* STATED EXERCISE: Rewrite all of the material below as a numbered list, one line per item, and skip the blank lines.

════════════════

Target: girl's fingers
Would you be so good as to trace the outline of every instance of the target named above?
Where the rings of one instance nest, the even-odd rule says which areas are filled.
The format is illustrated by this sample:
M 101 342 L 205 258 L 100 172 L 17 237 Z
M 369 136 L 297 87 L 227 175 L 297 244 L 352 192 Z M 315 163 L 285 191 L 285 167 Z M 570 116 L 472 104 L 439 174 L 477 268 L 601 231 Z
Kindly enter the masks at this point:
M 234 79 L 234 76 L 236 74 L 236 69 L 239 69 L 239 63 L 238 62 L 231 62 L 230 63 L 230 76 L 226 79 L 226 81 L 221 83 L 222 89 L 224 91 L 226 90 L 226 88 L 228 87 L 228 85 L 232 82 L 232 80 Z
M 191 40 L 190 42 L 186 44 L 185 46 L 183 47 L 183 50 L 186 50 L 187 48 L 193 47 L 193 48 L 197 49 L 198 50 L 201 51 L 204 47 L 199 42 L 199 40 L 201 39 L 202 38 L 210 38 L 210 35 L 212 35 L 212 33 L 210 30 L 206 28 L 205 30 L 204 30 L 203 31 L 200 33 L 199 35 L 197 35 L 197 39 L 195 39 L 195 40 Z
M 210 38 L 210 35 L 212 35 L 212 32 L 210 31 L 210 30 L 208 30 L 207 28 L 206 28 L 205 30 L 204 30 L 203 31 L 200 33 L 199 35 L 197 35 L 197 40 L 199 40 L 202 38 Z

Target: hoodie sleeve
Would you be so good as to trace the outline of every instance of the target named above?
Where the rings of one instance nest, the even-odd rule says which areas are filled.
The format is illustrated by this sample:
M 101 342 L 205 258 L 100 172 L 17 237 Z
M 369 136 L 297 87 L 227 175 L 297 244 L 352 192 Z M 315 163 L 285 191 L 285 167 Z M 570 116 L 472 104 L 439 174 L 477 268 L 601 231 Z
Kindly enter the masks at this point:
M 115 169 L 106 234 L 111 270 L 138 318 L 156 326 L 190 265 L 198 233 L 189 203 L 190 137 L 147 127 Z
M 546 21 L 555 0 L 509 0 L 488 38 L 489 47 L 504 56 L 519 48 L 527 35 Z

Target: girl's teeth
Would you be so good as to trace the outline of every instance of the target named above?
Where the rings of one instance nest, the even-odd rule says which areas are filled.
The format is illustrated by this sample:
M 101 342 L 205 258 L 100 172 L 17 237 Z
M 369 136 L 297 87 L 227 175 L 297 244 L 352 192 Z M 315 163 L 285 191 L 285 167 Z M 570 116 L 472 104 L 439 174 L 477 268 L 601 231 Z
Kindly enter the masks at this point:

════════════════

* RESPONSE TO THIS EXERCISE:
1. Target: girl's fingers
2. Would you be so good as to trace the outline of every instance of the target named above?
3. Where the rings of one instance nest, the even-odd rule says which areas are filled.
4. The format is illustrated by this sample:
5. M 101 342 L 205 258 L 100 172 L 17 237 Z
6. M 369 136 L 297 87 L 227 175 L 297 244 L 352 192 Z M 315 163 L 285 191 L 285 167 Z M 570 116 L 472 104 L 439 174 L 477 268 L 601 231 Z
7. Kindly enter the masks at this point:
8. M 234 79 L 234 76 L 236 74 L 236 69 L 239 69 L 239 63 L 238 62 L 231 62 L 230 63 L 230 76 L 226 79 L 226 81 L 221 83 L 222 89 L 224 91 L 226 90 L 226 88 L 228 87 L 228 85 L 232 82 L 232 80 Z
9. M 191 40 L 190 42 L 186 44 L 185 46 L 183 47 L 183 50 L 186 50 L 187 48 L 193 47 L 193 48 L 197 49 L 198 50 L 201 51 L 204 47 L 199 42 L 199 40 L 201 39 L 202 38 L 210 38 L 210 35 L 212 35 L 212 33 L 210 30 L 206 28 L 205 30 L 204 30 L 203 31 L 200 33 L 199 35 L 197 35 L 197 39 L 195 39 L 195 40 Z
10. M 210 38 L 210 35 L 212 35 L 212 32 L 210 31 L 210 30 L 208 30 L 207 28 L 206 28 L 205 30 L 204 30 L 203 31 L 200 33 L 199 35 L 197 35 L 197 40 L 199 40 L 202 38 Z
11. Target: hoodie sleeve
12. Would you be so good as to trace the outline of every instance of the target named above?
13. Where the rings of one instance nest, the even-odd rule says which areas are filled.
14. The format is illustrated by this sample:
15. M 101 342 L 205 258 L 100 172 L 17 237 Z
16. M 369 136 L 297 87 L 227 175 L 297 244 L 352 192 Z M 315 163 L 285 191 L 285 167 Z M 570 116 L 472 104 L 439 174 L 477 268 L 601 231 Z
17. Kindly enter the masks at this point:
18. M 115 169 L 106 234 L 111 270 L 138 318 L 156 326 L 190 265 L 198 233 L 189 203 L 190 137 L 147 127 Z
19. M 546 21 L 555 0 L 509 0 L 488 38 L 489 47 L 504 56 L 519 48 L 527 35 Z
20. Target: girl's teeth
21. Would you be so good as to trace the outline of every instance of the target named above?
22. Where the rings of one instance nest, the even-odd rule says which areas are filled.
23. The format is illustrated by this sample:
24. M 101 342 L 205 258 L 100 172 L 17 237 Z
25. M 369 136 L 297 87 L 227 175 L 297 244 L 352 192 Z M 315 163 L 285 191 L 285 167 Z M 570 116 L 472 104 L 439 174 L 477 268 L 601 231 Z
26. Kindly enter the masks at this point:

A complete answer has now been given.